Ma ecco due momenti cruciali
della vicenda di Gargini. Correva voce, ed i fatti lo confermeranno, che per
accordi sotterranei fra proprietà Orlando ed gli Alleati, quest'ultimi non
avrebbero bombardato la “metallurgica” di Campo Tizzoro, ma lo stesso purtroppo
non accadrà nella vicina Maresca perché, come racconta Pulvio: “aiutammo...due
ufficiali inglesi...ad attraversare la linea del fronte...passarono da Maresca
e videro un movimento insolito di truppe germaniche, capirono da molti
particolari che qui si trovava il comando del feldmaresciallo Kesserling...e
dopo pochi giorni arrivò la prima ondata di bombardieri e..e fu una
strage...passarono due o tre giorni e riecco spuntare i bombardieri...ci furono
nuovi morti e feriti”. L’impegno nel soccorso della popolazione da parte di
Pulvio e del Cln clandestino sarà, da subito, efficace e decisivo.

- Sezione dati -
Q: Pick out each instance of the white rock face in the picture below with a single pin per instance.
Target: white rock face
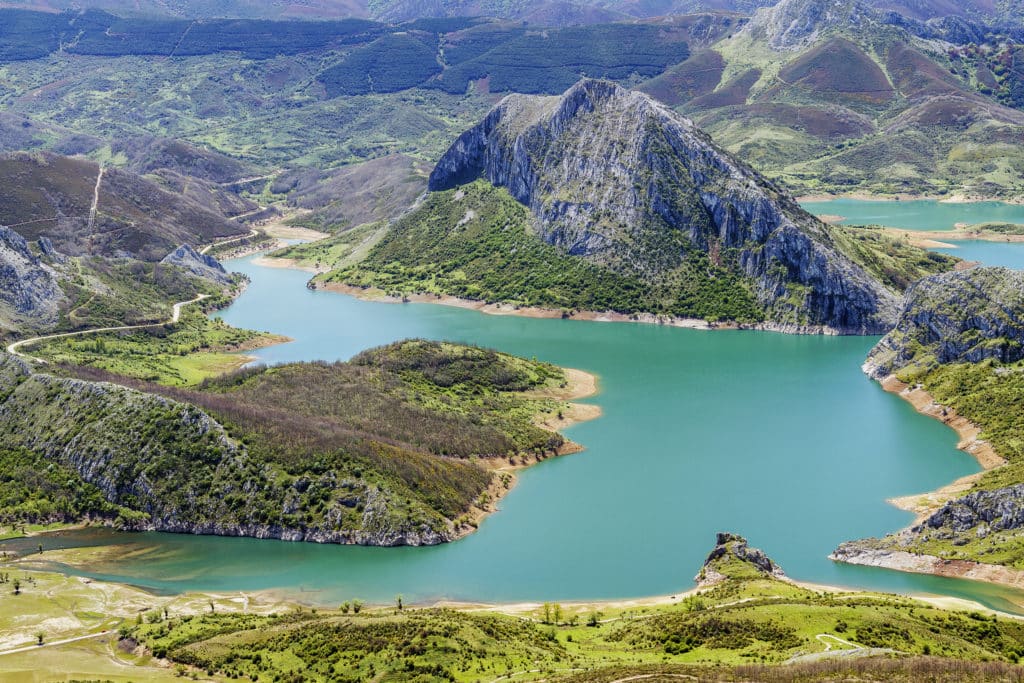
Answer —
(614, 177)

- Consegna -
Puoi citare testualmente il brano su Gargini, da "Ma ecco due" fino a "efficace e decisivo." compreso? Il materiale non serve.

- Risposta -
Ma ecco due momenti cruciali
della vicenda di Gargini. Correva voce, ed i fatti lo confermeranno, che per
accordi sotterranei fra proprietà Orlando ed gli Alleati, quest'ultimi non
avrebbero bombardato la “metallurgica” di Campo Tizzoro, ma lo stesso purtroppo
non accadrà nella vicina Maresca perché, come racconta Pulvio: “aiutammo...due
ufficiali inglesi...ad attraversare la linea del fronte...passarono da Maresca
e videro un movimento insolito di truppe germaniche, capirono da molti
particolari che qui si trovava il comando del feldmaresciallo Kesserling...e
dopo pochi giorni arrivò la prima ondata di bombardieri e..e fu una
strage...passarono due o tre giorni e riecco spuntare i bombardieri...ci furono
nuovi morti e feriti”. L’impegno nel soccorso della popolazione da parte di
Pulvio e del Cln clandestino sarà, da subito, efficace e decisivo.